---- EXCERPTED PASSAGE
5 People You Don’t Have to Try to Please Anymore

Charles Stone pegged me well with his book People-Pleasing Pastors, which I highly recommend. I have struggled with people-pleasing for most of my life. As a kid, I think I had a positive tendency to want to obey authorities in my life, but as an adult I managed to add to that dynamic a tendency to avoid any correction or conflict. And the only alternative is to keep everybody around me happy while bottling up my own feelings of frustration and disagreement. And whatever we keep stuffing inside … eventually leaks, or explodes, and I’ve been guilty of both.

As Charles points out, pastors are particularly prone to people-pleasing. We want people to like our sermons, to feel good after our counsel, to agree with our vision and leadership, and to feel better about themselves for having been around us. While some level of encouragement and affection toward others is healthy and biblical, if we’re not careful it can ultimately feed our ego, present itself as a false humility, and change the way we lead and live.

I’ve learned this lesson the hard way over 18 years of ministry, and I’m still learning it regularly. So for my fellow undershepherds and anybody else in leadership, here’s a list of people you have permission NOT to please anymore …

5. Your Critics

You’ll always have some. They’re not always wrong, but often convey their feedback in a rather wrong spirit. And sometimes, they’re really wrong. I was told once over a decade ago that I was “unapproachable” by someone who had visited our church in Kentucky. It stung. I was defensive. Me? Unapproachable? Who’s more approachable than me? It finally sunk in that I needed to change some things about the way I related to people. I grew and the church did too.

Far more common, however, is the empty chatter of the critic whose voice we need to simply ignore. Hear this big truth: It is only as we come to fully embrace our true identity as a child of God that we can deflect untrue and unloving criticism from others. Listen to the criticism of godly friends who seek your betterment and ignore the rest while finding your confidence in the truth God speaks about you as His child through His Word.

To put it another way, there are people who have permission to speak boldly into my life where I need correction. And then there are strangers and acquaintances with mere opinions about me who don’t know my heart. Value the former as “wounds from a friend” and throw away the latter. And live to please God alone.

4. The Power Players

For pastors these may be deacons or a board of elders, or that lady who controls the money, the thermostat and the unofficial coffee table business meetings about you. In the business world it is often boards, bosses or fellow employees seeking to climb the ladder even if your head makes a good rung to step on. You don’t have to please any of them. You may be called to serve them well as though you’re serving Jesus (Colossians 3:22-25, where the word please is used a little differently), but you aren’t called to keep them happy.
--------
---- GIVEN ENTRIES
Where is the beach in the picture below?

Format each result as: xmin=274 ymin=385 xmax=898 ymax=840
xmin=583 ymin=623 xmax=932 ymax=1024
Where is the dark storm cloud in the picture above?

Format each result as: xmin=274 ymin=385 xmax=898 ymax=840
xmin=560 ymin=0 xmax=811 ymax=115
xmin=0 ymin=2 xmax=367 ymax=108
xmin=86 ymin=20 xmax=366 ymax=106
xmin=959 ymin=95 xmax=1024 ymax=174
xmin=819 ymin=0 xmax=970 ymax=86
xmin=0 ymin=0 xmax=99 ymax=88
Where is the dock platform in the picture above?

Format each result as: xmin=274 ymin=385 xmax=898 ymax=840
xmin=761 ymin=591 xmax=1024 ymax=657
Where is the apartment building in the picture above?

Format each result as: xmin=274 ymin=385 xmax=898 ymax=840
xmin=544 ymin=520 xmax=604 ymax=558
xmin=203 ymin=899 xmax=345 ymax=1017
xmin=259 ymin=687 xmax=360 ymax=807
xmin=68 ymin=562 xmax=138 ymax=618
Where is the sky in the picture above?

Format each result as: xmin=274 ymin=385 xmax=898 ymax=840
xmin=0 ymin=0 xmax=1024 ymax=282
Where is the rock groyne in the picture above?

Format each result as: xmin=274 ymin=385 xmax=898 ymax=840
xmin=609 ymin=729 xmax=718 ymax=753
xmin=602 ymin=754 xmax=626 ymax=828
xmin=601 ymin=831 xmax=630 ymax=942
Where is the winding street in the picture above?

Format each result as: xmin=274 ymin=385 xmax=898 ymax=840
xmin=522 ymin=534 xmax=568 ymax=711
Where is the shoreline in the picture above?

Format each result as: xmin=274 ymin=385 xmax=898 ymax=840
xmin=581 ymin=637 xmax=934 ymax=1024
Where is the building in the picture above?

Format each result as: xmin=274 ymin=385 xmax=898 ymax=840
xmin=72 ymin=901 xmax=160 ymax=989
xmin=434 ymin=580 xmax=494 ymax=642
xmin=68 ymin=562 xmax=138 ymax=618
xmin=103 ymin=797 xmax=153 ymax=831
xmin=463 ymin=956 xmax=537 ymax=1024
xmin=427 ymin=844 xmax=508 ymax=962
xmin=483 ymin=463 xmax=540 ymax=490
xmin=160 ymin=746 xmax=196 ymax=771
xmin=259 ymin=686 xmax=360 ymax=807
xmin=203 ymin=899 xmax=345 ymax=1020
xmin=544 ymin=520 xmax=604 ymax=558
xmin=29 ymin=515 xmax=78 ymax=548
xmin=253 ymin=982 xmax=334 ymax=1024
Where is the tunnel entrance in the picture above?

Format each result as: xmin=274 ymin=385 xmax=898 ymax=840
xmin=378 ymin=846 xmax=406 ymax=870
--------
> _TASK SET_
1. Summarize the post on people-pleasing above in exactly two sentences.
2. According to the post on people-pleasing, what do pastors want from people? List every desire it names.

> _TASK ANSWERS_
1. After describing a lifelong struggle with people-pleasing and noting that pastors are particularly prone to it, the writer offers leaders a list of people they have permission not to please. The first two entries are critics, whose criticism should be heeded when it comes from godly friends and otherwise ignored, and power players such as church boards or business bosses, who may be served well but need not be kept happy.

2.
- to like their sermons
- to feel good after their counsel
- to agree with their vision and leadership
- to feel better about themselves for having been around them